What needs to be done:
Only the lines holding "bounding" are wanted; find them in the listing and return each one.

------ Input data

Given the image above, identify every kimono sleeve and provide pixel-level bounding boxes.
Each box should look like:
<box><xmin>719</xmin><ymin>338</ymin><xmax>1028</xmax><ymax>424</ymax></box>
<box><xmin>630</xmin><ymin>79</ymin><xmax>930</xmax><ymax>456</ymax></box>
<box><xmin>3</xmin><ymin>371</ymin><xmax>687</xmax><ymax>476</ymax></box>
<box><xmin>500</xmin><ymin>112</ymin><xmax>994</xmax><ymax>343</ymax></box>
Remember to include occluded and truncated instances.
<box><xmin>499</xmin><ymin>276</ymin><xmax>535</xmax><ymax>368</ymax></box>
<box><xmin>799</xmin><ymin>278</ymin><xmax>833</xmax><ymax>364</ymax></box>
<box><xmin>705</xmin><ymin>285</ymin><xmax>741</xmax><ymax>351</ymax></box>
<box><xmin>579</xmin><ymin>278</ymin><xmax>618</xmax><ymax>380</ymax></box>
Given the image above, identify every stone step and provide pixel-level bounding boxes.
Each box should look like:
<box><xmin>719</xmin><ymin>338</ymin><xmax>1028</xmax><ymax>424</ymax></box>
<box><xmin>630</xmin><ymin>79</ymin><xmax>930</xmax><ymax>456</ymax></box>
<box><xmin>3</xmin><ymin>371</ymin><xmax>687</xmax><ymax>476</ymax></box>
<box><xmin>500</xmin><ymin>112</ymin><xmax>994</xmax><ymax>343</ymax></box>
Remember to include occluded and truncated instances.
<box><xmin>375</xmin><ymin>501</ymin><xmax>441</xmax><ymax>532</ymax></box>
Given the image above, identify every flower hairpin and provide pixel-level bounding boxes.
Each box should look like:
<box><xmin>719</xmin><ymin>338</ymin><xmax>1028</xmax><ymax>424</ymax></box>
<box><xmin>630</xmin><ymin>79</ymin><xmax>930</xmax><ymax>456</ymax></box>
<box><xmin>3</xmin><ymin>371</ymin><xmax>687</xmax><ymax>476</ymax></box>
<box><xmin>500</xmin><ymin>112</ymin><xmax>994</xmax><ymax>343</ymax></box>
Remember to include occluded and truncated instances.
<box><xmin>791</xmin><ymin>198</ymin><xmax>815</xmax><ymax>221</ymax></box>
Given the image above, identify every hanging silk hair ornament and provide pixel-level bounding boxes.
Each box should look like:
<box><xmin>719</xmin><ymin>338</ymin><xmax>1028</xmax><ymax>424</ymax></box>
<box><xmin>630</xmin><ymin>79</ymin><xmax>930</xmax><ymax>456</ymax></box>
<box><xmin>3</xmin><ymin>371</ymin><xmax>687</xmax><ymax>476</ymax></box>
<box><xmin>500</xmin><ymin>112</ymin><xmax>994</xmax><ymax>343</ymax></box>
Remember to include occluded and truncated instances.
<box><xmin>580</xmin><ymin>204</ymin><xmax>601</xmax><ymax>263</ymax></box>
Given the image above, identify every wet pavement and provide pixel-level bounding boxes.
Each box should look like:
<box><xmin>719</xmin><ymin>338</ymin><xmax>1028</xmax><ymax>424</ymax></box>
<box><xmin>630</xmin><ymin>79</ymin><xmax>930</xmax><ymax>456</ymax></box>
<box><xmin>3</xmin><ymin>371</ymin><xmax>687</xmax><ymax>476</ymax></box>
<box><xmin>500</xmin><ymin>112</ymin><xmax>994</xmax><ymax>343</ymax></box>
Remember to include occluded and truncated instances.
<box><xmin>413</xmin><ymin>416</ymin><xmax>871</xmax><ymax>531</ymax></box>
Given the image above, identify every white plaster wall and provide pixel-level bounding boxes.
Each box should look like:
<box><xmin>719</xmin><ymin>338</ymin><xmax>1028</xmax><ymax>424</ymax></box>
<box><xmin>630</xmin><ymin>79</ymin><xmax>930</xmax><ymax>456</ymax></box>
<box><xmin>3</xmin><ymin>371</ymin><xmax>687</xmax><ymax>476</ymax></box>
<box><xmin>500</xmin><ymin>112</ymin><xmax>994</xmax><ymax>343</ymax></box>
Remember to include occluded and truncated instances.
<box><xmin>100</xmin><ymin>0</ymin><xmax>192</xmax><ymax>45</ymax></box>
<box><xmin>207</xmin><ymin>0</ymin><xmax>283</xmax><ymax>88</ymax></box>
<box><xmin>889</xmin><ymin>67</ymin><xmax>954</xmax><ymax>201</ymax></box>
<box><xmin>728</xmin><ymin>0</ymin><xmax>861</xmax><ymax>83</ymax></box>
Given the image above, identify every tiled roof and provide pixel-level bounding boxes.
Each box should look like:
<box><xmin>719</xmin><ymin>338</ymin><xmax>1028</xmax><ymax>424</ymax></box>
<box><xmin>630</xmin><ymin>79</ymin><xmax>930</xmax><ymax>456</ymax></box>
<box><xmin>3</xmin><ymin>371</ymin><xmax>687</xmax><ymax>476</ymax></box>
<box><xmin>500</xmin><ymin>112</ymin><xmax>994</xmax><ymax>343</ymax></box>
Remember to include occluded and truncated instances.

------------

Completed exercise:
Given the image above, identify every kimono sleeve and provide pixel-level bounding boxes.
Given the image above, identify every stone step and provide pixel-level bounding boxes.
Given the image above, identify every flower hairpin and provide pixel-level bounding boxes.
Given the image above, identify every hanging silk hair ornament and provide pixel-level bounding boxes.
Given the image above, identify every wet pavement and provide pixel-level bounding boxes.
Given the image above, identify every white plaster wall and provide pixel-level bounding boxes.
Given the image above, identify every tiled roof and provide pixel-level bounding boxes.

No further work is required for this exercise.